Saved entries
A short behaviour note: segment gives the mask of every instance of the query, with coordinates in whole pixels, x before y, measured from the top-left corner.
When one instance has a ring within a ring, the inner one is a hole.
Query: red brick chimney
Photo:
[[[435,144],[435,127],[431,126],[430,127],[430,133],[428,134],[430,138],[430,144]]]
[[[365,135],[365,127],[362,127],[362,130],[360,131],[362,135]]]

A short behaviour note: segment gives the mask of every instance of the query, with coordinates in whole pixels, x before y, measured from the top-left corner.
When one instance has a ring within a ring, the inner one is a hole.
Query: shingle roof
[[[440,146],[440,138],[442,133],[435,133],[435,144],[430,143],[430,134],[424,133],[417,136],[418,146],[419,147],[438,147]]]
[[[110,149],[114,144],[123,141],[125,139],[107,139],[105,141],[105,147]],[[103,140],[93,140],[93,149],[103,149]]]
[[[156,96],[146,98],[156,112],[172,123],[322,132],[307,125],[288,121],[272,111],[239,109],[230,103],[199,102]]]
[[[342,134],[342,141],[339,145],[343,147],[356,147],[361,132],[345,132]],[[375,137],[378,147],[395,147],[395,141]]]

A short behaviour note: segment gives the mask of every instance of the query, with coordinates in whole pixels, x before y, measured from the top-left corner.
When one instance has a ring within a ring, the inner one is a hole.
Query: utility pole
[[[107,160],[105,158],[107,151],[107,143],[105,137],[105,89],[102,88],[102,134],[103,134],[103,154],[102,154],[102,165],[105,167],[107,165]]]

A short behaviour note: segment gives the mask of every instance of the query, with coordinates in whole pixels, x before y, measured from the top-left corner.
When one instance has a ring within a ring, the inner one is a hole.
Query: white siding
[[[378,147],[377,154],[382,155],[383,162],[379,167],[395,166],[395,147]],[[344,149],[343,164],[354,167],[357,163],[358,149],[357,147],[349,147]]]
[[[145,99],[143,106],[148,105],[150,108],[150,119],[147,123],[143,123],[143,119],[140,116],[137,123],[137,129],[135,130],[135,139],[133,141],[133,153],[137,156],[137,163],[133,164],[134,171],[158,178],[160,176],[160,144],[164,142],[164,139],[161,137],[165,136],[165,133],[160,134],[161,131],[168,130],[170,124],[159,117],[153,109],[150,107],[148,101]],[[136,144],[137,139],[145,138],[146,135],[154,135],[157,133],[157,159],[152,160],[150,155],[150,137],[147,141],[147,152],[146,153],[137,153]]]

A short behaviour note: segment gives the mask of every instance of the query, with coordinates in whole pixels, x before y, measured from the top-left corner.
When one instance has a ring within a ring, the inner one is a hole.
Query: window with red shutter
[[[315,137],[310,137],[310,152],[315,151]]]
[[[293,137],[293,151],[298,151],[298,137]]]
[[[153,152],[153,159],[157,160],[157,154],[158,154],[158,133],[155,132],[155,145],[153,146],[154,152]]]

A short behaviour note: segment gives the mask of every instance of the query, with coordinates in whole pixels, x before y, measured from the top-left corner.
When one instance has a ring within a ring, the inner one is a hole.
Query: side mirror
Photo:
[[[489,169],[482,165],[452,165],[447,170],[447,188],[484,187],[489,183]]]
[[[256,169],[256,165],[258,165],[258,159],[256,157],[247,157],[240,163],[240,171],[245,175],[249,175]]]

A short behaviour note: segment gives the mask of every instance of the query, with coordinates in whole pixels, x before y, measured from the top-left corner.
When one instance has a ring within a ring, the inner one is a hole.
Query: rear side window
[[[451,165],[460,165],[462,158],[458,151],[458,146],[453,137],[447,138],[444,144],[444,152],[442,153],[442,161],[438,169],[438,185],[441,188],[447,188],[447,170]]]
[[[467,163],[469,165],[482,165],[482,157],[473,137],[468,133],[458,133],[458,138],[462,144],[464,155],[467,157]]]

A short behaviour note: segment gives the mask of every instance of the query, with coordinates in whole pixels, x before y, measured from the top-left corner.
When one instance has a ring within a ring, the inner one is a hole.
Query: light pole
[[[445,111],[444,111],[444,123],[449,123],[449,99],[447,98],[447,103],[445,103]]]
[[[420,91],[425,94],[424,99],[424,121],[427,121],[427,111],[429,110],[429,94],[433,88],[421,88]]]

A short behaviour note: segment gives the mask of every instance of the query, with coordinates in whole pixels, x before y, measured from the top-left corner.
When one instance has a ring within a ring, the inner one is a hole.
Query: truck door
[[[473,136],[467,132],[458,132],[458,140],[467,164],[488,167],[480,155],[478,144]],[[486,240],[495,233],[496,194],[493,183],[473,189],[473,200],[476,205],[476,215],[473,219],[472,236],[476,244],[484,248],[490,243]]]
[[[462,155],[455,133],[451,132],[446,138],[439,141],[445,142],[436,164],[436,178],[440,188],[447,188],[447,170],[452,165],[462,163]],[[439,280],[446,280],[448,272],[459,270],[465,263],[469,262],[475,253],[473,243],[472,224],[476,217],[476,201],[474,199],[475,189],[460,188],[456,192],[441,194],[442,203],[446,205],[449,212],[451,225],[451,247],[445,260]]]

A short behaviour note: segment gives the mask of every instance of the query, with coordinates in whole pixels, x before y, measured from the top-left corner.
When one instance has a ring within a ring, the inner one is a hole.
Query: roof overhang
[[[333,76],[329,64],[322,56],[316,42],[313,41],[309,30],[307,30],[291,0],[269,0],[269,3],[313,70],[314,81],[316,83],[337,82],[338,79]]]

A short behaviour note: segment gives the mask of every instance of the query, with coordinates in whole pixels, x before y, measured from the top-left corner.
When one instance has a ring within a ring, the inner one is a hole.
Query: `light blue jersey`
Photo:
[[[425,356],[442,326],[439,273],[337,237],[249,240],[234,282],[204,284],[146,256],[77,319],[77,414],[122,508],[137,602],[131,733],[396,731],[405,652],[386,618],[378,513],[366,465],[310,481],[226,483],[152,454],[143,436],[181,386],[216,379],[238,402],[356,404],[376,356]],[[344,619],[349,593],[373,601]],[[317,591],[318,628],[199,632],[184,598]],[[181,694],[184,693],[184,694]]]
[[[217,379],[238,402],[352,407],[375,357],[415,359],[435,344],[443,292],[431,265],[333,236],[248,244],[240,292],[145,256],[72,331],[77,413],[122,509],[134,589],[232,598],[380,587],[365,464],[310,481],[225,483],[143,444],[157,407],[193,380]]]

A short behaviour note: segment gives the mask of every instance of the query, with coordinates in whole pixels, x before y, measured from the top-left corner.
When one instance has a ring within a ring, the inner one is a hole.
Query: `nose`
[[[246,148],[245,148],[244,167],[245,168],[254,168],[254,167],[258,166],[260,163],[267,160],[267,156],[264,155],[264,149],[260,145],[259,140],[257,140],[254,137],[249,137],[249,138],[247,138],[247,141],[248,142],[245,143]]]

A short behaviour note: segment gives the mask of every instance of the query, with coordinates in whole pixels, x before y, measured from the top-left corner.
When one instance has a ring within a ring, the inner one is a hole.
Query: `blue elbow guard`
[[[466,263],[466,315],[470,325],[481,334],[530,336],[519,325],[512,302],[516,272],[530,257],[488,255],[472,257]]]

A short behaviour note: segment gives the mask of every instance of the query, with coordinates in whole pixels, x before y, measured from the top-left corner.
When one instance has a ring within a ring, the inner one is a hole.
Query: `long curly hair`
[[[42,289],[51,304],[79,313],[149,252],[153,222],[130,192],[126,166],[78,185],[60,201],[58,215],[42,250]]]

Exercise aim: Restate every entry exactly. Leave nothing out.

Completed exercise:
A short behaviour note: segment gives the mask of every instance of the query, with coordinates in whole pixels, x before y, measured from the top-left corner.
When one instance has a ring within a ring, the inner one is a hole.
Query: red brick chimney
Photo:
[[[435,144],[435,127],[431,126],[430,127],[430,133],[428,134],[430,138],[430,144]]]
[[[365,135],[365,127],[362,127],[362,130],[360,131],[362,135]]]

A short behaviour note: segment gives the mask of every instance of the query, with coordinates in whole pixels, x before y, measured from the top-left corner.
When one instance has a ring within a ring, the inner one is a hole.
Query: shingle roof
[[[440,146],[440,138],[442,133],[435,133],[435,144],[430,143],[430,134],[424,133],[417,136],[418,146],[419,147],[438,147]]]
[[[110,149],[114,144],[123,141],[125,139],[107,139],[105,141],[105,147]],[[103,140],[93,140],[93,149],[103,149]]]
[[[156,96],[146,98],[156,112],[172,123],[322,132],[307,125],[288,121],[272,111],[239,109],[230,103],[199,102]]]
[[[342,134],[342,141],[339,145],[343,147],[356,147],[361,132],[345,132]],[[375,137],[378,147],[395,147],[395,141]]]

A short behaviour note: segment gives the mask of every instance of the query, with coordinates in whole pixels, x before y, measured from the top-left corner.
When one instance has a ring within a ring, the inner one is a hole.
Query: utility pole
[[[107,160],[105,158],[107,151],[107,143],[105,137],[105,89],[102,88],[102,134],[103,134],[103,154],[102,154],[102,165],[105,167],[107,165]]]

A short behaviour note: segment gives the mask of every instance of the query, with coordinates in whole pixels, x before y, measured from the top-left corner.
When one instance has a ring within a ring, the inner one is a hole.
Query: white siding
[[[378,147],[377,154],[382,155],[383,162],[379,167],[395,166],[395,147]],[[344,149],[343,164],[354,167],[357,163],[358,149],[357,147],[349,147]]]
[[[145,99],[143,106],[148,105],[150,108],[150,119],[147,123],[143,123],[143,119],[140,116],[137,123],[137,129],[135,130],[135,139],[133,141],[133,153],[137,156],[137,163],[133,164],[134,171],[158,178],[160,176],[160,144],[164,142],[164,139],[161,137],[165,136],[165,133],[160,134],[161,131],[168,130],[170,124],[159,117],[153,109],[150,107],[148,101]],[[136,144],[137,139],[145,138],[146,135],[154,135],[157,133],[157,159],[152,160],[150,155],[150,137],[147,141],[147,152],[146,153],[137,153]]]

A short behaviour note: segment gives the mask of every instance of the query, with coordinates in whole pixels, x before y, measured from the top-left corner.
When one instance has a ring within a ring, the inner one is a hole.
Query: window with red shutter
[[[315,137],[310,137],[310,152],[315,151]]]
[[[293,137],[293,151],[298,151],[298,137]]]
[[[153,152],[153,159],[157,160],[157,154],[158,154],[158,133],[155,132],[155,145],[153,146],[154,152]]]

A short behaviour note: segment gives the mask of every instance of the query, with coordinates in whole pixels, x before y, measured from the top-left corner.
When one instance has a ring within a ring, the inner one is a hole.
Query: side mirror
Photo:
[[[489,169],[482,165],[452,165],[447,170],[447,188],[484,187],[489,183]]]
[[[256,169],[256,165],[258,165],[258,159],[256,157],[247,157],[240,163],[240,171],[245,175],[249,175]]]

A short behaviour note: segment gives the mask of every instance of the query, with coordinates in whole pixels, x before y, measured from the top-left corner.
When one instance has a ring within a ring, the inner one is a hole.
Query: rear side window
[[[451,165],[460,165],[462,158],[458,151],[458,146],[453,137],[447,138],[444,144],[444,152],[442,153],[442,161],[438,169],[438,185],[441,188],[447,188],[447,170]]]
[[[467,163],[469,165],[482,165],[482,157],[473,137],[468,133],[458,133],[458,138],[462,144],[464,155],[467,157]]]

A short behaviour note: segment gives the mask of every instance of the query, with coordinates in whole pixels, x before y, measured from the top-left corner.
When one instance has a ring within a ring, the inner one is a hole.
Query: light pole
[[[445,111],[444,111],[444,123],[449,123],[449,99],[447,98],[447,103],[445,103]]]
[[[420,91],[425,94],[424,99],[424,121],[427,121],[427,111],[429,110],[429,94],[433,88],[421,88]]]

A short behaviour note: segment gives the mask of every instance of the query, with coordinates in whole pixels, x before y, measured from the top-left corner.
When one instance has a ring within a ring, the inner one is a hole.
Query: truck door
[[[473,136],[467,132],[458,132],[458,140],[467,164],[488,167],[480,155],[478,144]],[[486,240],[495,233],[496,194],[493,183],[473,189],[473,200],[476,205],[476,215],[473,219],[472,236],[476,244],[484,248],[490,243]]]
[[[462,155],[455,133],[451,132],[446,138],[439,141],[445,142],[436,164],[436,178],[440,188],[447,188],[447,170],[452,165],[462,163]],[[439,280],[446,280],[448,272],[459,270],[465,263],[469,262],[475,253],[473,243],[472,224],[476,217],[476,201],[474,199],[475,189],[460,188],[456,192],[441,194],[442,203],[446,205],[449,212],[451,225],[451,247],[445,260]]]

A short behaviour note: segment gives the mask of every instance of the query, with coordinates in whole pixels, x before y, measured from the top-left corner.
When one instance has a ring within a ring, the inner one is a hole.
Query: roof overhang
[[[333,76],[329,64],[322,56],[316,42],[313,41],[309,30],[307,30],[291,0],[269,0],[269,3],[313,70],[314,81],[316,83],[337,82],[338,79]]]

A short behaviour note: segment gives the mask of every instance of the query, with coordinates in whole pixels, x before y, measured from the top-left corner.
When one instance has a ring within a ring, the inner one is a hole.
Query: `light blue jersey`
Photo:
[[[425,356],[442,326],[439,273],[337,237],[249,240],[234,282],[204,284],[146,256],[77,319],[77,414],[122,508],[137,602],[131,733],[396,731],[405,652],[386,618],[378,513],[366,465],[310,481],[226,483],[152,454],[143,436],[181,386],[216,379],[238,402],[356,404],[376,356]],[[344,619],[349,593],[373,601]],[[317,591],[318,628],[199,632],[184,598]],[[181,694],[184,693],[184,694]]]
[[[217,379],[238,402],[352,407],[375,357],[415,359],[435,344],[443,292],[431,265],[333,236],[248,244],[240,292],[145,256],[72,331],[77,413],[122,509],[134,589],[232,598],[380,587],[365,464],[310,481],[225,483],[143,444],[157,407],[193,380]]]

A short behaviour note: segment gives the mask of every instance of the query, with coordinates in whole pixels, x before y, measured from the top-left corner.
When one instance has a ring within a ring, the inner one is a hole.
Query: `nose`
[[[246,148],[245,148],[244,167],[245,168],[254,168],[254,167],[258,166],[260,163],[267,160],[267,156],[264,155],[264,149],[260,145],[259,140],[257,140],[254,137],[249,137],[249,138],[247,138],[247,141],[248,142],[245,143]]]

A short behaviour note: segment gives the mask of every instance of the query, with coordinates in whole pixels, x before y, measured from the top-left corner.
When one instance has a ring within a ring, the inner one is a hole.
Query: `blue elbow guard`
[[[466,263],[466,315],[470,325],[481,334],[530,336],[519,325],[512,302],[516,272],[530,257],[488,255],[472,257]]]

A short behaviour note: segment gives the mask of every instance of the query, with coordinates in whole pixels, x before y, measured from the top-left corner.
When one instance has a ring within a ring, the inner one is a hole.
Query: `long curly hair`
[[[42,289],[51,304],[79,313],[149,252],[153,222],[130,192],[126,166],[78,185],[60,201],[58,215],[42,250]]]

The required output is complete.